Objective: Shift every pixel coordinate in the answers by adding 89 to both x and y, and write out all the records again with their requests unchanged. Leave out the pictures.
· · · ·
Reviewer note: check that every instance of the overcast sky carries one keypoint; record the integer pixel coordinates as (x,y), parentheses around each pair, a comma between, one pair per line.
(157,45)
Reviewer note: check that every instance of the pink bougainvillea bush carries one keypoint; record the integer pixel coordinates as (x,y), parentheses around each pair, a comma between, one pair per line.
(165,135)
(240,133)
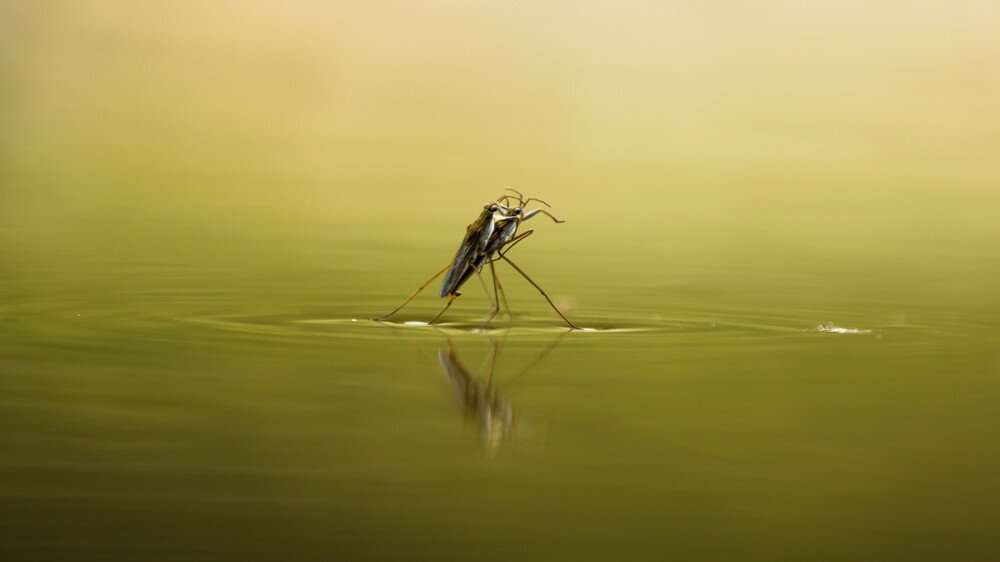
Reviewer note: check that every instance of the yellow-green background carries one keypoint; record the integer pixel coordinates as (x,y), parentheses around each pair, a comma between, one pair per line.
· · · ·
Result of the task:
Reviewer note: check that every instance of the overcast sky carries one keypoint; record the integer pixel coordinates as (x,y), parentheses around each pair, a comma between, one pair per line.
(246,134)
Reviewer note: check that every instance of the pink bougainvillea bush carries one keypoint; record the integer pixel coordinates as (x,y), parentheses around each pair, a comma between, one pair per line.
(254,224)
(329,222)
Reviewer note: check that every instance of the yellow-green background carries one keypoint; record the integer pixel coordinates as (x,y), parentheses around each pair, a comma between, one pair per line.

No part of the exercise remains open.